#### BLOCO DE TEXTO

O aumento da taxa de juros não tem efeito para combater esta pressão inflacionária. E, quando a oferta se normaliza, os preços caem. Aumento de juros nesta situação resulta em estagnação econômica, desemprego e perda do bem-estar social, ou seja, temos apenas os efeitos colaterais adversos, sem debelar a inflação ou mantê-la nos patamares previstos e esperados de acordo com a meta. 

Um dos aspectos que norteiam a definição das taxas de juros pelo Copom são as metas de inflação. Se as projeções de inflação estão acima da meta, o Banco Central usa a taxa de juros como ferramenta para que a inflação volte ao patamar desejado. Durante o período de 2004 a 2018 tivemos uma meta de inflação de 4,5% ao ano, compatível com os desafios de um país em desenvolvimento e permitia uma margem de manobra na política monetária. No entanto, desde 2019 ela foi reduzida pouco a pouco, até chegar ao patamar de 3% ao ano. Um patamar tão baixo acaba fazendo com que a política monetária com juros altos se torne um fim em si mesma, e não uma ferramenta para melhorar a qualidade de vida da população. 

A inflação, que está acima da meta atual e que, muitas vezes, é tratada como se estivesse fora de controle, está dentro do patamar utilizado no período de 2004 a 2018. Então, sejamos realistas: ela não está desancorada e já responde à Selic alta. A consequência de termos uma meta tão baixa e desalinhada com a realidade de um país em desenvolvimento é uma taxa de juros de 15%. Esta realidade beneficia apenas os rentistas, e aqui é preciso destacar que, desde a implantação do plano real, caímos na armadilha de depender excessivamente do capital financeiro.

########
#### DADOS PARA ANÁLISE

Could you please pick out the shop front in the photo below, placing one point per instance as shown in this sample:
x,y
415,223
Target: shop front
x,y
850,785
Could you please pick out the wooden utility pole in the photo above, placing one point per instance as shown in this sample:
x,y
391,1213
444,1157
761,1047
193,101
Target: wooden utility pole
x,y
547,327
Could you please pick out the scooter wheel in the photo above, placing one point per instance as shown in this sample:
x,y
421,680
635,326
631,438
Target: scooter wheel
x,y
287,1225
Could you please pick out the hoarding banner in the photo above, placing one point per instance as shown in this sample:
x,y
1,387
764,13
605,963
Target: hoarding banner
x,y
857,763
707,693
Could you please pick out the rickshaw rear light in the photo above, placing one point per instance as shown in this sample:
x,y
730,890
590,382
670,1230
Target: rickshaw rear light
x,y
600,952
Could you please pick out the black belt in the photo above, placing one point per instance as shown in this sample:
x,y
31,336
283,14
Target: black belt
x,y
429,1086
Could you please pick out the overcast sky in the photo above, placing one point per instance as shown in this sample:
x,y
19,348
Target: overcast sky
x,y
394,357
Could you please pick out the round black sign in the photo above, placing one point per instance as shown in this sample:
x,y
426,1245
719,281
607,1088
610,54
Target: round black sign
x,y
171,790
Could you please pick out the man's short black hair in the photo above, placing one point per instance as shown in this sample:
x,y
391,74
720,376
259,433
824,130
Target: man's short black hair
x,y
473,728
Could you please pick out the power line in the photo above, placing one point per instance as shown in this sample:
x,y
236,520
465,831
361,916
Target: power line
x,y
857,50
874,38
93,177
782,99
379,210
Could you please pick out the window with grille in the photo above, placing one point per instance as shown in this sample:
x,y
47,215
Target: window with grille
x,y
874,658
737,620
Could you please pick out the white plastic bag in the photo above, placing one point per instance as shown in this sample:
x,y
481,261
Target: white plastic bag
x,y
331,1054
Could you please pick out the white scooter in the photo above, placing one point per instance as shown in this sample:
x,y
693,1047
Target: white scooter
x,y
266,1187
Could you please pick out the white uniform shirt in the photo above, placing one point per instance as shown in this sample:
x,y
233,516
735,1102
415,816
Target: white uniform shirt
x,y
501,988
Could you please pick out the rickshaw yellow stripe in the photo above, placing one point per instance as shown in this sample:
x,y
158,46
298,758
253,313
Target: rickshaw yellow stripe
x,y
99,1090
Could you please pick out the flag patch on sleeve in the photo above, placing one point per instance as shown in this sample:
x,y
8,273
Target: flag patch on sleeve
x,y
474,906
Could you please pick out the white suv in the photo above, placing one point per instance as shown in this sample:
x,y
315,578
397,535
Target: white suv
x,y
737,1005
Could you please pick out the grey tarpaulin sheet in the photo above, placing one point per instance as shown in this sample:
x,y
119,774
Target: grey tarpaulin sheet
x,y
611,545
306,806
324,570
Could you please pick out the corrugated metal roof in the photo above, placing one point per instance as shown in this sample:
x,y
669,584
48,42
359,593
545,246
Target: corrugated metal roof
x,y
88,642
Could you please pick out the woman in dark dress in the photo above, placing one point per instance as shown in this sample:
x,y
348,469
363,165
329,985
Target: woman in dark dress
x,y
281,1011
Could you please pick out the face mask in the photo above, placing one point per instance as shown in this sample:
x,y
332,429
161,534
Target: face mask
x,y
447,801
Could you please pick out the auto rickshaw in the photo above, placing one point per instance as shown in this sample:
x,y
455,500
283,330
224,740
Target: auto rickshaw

########

_TRABALHO A FAZER_
**a)** Diga se cada afirmação abaixo está de acordo com o texto sobre juros e inflação, respondendo sim ou não e citando literalmente o trecho decisivo.
(i) De 2004 a 2018, a meta de inflação foi de 4,5% ao ano.
(ii) A partir de 2019, a meta de inflação foi elevada gradualmente.
(iii) O texto afirma que a inflação está desancorada.
**b)** Retome o texto sobre juros e inflação, prosseguindo a partir da última frase apresentada.

_RESULTADOS POR TAREFA_
**a)**
(i) Sim: "Durante o período de 2004 a 2018 tivemos uma meta de inflação de 4,5% ao ano".
(ii) Não: "desde 2019 ela foi reduzida pouco a pouco, até chegar ao patamar de 3% ao ano".
(iii) Não: "ela não está desancorada e já responde à Selic alta".

**b)**
Outra discussão importante é o impacto da taxa de juros sobre a dívida pública. Levando em conta a quantidade de títulos indexados a juros de curto prazo, cada ponto percentual da taxa Selic custa mais de R$ 50 bilhões anuais em juros. Este fator tem sérios impactos distributivos, porque os detentores dos títulos são os bancos e os cidadãos mais ricos. A dívida, no Brasil, não é contraída para realizar investimentos, mas para cobrir o custo de juros bastante altos em benefício de uma minoria de rentistas. Estamos promovendo uma transferência de renda do povo brasileiro em benefício dos mais ricos. 

O custo desta transferência de renda por meio dos juros altos recai sobre quem mais precisa de crédito para empreender ou até mesmo para sobreviver. O resultado é que nós temos 78,5% das famílias endividadas, e 28,8% de inadimplentes, segundo dados da Confederação Nacional do Comércio de Bens, Serviços e Turismo. Além disso, num momento em que o país precisa promover a inovação, gerar empregos e incentivar a produção, estes juros travam a economia. A Selic elevada funciona, na prática, como um desestímulo ao investimento em inovação, tecnologia e capacidade produtiva. 

A taxa de juros no Brasil não é apenas um instrumento técnico relacionado à política monetária: é também uma escolha com consequências profundas sobre quem pode investir, trabalhar e prosperar neste país. É importante ter metas de inflação e persegui-las, mas o desenvolvimento não é uma consequência automática da estabilidade monetária. Ele requer decisões políticas, coragem institucional e uma concepção de economia que esteja a serviço de todos, e não somente dos mais ricos. O Estado tem um papel fundamental na coordenação e no planejamento dos investimentos necessários para ocuparmos um papel de protagonismo no contexto da transição ecológica e energética.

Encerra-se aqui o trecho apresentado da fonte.